→ **RECORDS SHOWN**:
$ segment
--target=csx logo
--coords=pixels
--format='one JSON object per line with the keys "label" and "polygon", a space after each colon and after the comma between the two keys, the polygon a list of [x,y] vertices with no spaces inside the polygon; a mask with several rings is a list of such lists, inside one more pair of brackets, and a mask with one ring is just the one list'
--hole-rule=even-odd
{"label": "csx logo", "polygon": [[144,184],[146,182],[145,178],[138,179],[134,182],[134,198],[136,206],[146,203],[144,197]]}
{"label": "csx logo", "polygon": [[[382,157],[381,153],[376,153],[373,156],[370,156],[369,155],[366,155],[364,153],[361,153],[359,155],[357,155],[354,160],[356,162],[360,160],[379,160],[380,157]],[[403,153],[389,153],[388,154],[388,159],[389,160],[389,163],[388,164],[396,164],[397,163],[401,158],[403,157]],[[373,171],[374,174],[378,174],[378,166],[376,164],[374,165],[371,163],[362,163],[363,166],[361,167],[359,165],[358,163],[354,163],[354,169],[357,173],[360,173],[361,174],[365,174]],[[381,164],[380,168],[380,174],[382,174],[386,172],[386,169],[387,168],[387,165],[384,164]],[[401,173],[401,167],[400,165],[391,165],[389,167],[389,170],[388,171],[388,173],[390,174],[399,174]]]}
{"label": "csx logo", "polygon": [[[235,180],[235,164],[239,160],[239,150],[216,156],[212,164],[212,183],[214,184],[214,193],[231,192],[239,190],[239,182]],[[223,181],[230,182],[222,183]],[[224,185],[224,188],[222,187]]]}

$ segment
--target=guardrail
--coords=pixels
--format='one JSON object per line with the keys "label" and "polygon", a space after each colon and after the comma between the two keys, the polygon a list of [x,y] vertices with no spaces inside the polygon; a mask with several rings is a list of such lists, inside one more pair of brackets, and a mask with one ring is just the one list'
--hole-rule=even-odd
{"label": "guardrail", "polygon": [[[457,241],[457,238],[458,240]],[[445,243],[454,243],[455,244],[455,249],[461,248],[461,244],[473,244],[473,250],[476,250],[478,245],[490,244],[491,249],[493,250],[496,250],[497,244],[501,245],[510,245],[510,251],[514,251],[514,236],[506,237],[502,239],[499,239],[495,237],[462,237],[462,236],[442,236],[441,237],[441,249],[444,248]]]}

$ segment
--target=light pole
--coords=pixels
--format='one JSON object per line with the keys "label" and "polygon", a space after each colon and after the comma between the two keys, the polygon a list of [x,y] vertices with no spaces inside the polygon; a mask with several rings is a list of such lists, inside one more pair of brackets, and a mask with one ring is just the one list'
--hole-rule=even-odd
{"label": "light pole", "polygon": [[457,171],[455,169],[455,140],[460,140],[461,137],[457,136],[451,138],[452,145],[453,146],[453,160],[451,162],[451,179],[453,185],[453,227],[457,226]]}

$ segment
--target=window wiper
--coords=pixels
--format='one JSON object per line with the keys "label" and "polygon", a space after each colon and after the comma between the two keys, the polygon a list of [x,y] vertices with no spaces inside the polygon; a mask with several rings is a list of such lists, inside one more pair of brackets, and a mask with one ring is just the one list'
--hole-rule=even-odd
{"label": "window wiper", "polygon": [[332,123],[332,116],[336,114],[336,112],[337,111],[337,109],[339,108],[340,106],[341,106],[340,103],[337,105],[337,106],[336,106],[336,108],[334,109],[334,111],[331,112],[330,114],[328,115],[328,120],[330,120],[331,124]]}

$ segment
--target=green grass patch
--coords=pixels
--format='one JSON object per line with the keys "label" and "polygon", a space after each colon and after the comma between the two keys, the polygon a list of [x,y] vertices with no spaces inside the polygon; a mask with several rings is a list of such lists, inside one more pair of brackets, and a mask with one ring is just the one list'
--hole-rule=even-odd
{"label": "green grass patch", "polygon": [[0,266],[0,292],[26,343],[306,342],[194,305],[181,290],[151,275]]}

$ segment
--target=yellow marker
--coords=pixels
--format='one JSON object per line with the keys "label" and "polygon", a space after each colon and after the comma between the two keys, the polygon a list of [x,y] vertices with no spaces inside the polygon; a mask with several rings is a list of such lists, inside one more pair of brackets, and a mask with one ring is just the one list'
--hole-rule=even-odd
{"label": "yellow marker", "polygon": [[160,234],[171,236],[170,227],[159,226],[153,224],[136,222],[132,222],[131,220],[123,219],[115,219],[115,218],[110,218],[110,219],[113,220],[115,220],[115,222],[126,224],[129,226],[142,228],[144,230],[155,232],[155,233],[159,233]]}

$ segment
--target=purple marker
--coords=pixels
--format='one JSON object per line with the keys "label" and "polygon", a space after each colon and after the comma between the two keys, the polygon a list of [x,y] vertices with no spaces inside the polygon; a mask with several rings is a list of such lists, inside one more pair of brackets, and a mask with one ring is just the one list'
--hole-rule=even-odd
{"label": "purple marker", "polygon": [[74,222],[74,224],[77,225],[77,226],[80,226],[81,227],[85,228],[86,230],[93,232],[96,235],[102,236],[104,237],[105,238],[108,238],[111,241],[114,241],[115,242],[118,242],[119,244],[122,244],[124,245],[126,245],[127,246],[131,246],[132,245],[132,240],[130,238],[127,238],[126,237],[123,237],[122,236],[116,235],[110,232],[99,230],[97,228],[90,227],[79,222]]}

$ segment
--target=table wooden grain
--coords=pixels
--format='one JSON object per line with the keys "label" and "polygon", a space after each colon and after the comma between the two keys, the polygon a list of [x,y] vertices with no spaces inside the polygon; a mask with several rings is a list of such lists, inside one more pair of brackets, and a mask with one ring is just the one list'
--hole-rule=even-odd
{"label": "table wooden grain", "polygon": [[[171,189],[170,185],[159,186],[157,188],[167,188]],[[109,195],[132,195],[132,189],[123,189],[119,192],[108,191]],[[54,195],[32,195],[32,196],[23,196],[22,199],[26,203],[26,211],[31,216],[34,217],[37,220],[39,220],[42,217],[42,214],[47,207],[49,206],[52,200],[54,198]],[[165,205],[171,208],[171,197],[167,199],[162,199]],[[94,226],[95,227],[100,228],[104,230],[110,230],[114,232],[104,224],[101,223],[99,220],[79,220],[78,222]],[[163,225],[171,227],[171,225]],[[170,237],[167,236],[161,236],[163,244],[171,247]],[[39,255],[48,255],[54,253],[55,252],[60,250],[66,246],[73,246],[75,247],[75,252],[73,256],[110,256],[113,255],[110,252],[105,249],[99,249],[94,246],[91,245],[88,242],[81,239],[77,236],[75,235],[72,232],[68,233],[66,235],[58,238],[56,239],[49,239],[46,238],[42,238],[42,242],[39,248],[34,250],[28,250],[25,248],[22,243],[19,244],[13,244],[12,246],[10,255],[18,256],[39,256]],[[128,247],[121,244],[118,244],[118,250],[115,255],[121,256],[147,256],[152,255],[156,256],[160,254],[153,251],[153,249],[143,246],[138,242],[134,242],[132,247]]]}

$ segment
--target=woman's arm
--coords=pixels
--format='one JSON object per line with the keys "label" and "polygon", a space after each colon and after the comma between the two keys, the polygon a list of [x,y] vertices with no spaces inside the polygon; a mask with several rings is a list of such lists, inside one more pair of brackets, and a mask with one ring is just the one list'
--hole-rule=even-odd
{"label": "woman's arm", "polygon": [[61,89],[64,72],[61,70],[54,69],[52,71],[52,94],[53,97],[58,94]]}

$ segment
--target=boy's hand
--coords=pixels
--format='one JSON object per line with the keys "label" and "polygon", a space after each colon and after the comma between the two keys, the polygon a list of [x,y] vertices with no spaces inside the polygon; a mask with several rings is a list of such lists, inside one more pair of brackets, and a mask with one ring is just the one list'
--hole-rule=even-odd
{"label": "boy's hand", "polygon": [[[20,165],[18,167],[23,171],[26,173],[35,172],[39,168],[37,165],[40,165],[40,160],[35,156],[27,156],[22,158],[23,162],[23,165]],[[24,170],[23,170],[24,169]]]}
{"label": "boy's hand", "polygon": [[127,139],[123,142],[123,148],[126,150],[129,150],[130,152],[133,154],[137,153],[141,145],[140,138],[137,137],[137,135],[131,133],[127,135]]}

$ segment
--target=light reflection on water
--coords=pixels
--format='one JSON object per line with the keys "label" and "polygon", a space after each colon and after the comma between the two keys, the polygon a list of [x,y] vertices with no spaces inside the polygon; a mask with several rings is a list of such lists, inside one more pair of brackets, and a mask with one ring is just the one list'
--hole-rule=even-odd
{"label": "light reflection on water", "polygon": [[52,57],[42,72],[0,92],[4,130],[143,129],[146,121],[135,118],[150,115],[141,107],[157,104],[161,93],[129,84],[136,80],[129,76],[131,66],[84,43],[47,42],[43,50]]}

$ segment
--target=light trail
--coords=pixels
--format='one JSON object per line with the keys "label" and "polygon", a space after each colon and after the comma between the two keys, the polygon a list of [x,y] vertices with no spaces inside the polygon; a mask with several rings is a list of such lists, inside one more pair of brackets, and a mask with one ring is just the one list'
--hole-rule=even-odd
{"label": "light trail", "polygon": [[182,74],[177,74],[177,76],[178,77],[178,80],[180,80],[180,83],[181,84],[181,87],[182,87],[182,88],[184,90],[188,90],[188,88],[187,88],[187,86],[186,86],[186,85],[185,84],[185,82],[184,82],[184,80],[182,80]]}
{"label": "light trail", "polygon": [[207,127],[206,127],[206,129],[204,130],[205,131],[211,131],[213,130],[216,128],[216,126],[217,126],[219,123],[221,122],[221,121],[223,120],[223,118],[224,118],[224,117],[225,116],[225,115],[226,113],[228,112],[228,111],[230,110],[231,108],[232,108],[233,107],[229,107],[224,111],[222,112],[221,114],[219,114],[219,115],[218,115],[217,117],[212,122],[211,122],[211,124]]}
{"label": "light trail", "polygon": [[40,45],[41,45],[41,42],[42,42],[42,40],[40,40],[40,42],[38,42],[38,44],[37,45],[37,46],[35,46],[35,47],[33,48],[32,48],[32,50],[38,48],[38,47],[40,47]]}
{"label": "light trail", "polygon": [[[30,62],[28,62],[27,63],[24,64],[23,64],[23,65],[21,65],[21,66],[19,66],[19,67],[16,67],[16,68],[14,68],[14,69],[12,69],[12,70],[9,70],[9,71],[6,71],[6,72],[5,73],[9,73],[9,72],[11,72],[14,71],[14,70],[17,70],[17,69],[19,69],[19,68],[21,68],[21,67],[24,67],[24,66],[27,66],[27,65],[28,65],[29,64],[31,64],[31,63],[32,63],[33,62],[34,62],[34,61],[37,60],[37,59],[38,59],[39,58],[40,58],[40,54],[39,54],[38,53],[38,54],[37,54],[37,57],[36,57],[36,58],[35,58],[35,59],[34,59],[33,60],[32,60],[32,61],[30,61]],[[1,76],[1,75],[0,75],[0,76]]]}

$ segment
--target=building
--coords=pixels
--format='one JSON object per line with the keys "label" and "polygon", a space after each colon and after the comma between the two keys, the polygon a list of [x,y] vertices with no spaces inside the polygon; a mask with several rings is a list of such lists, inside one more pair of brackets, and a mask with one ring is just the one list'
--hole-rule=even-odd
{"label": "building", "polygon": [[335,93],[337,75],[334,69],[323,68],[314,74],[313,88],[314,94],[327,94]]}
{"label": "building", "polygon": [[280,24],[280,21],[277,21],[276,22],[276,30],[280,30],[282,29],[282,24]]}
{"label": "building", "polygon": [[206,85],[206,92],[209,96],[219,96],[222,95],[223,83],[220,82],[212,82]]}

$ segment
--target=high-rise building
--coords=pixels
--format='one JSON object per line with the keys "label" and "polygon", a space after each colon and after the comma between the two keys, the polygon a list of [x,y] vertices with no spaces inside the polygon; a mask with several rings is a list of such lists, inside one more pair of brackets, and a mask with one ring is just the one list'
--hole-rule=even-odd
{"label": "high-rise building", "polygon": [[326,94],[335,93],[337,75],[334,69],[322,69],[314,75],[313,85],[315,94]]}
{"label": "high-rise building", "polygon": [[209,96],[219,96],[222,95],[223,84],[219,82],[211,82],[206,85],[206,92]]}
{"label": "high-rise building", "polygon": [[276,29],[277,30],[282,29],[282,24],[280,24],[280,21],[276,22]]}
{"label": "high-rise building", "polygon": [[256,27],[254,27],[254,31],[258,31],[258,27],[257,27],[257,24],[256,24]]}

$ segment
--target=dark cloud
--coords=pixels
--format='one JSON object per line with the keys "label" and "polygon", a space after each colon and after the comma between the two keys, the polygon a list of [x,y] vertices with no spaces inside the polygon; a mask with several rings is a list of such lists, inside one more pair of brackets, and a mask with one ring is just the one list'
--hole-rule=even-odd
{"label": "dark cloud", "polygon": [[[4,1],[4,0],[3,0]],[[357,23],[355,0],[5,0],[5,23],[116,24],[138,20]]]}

→ **DESCRIPTION OF THE TASK**: Please count the lines above that contain the string "light" with the same capitalization. Give only that number.

→ **RESULT FOR THIS TASK**: 9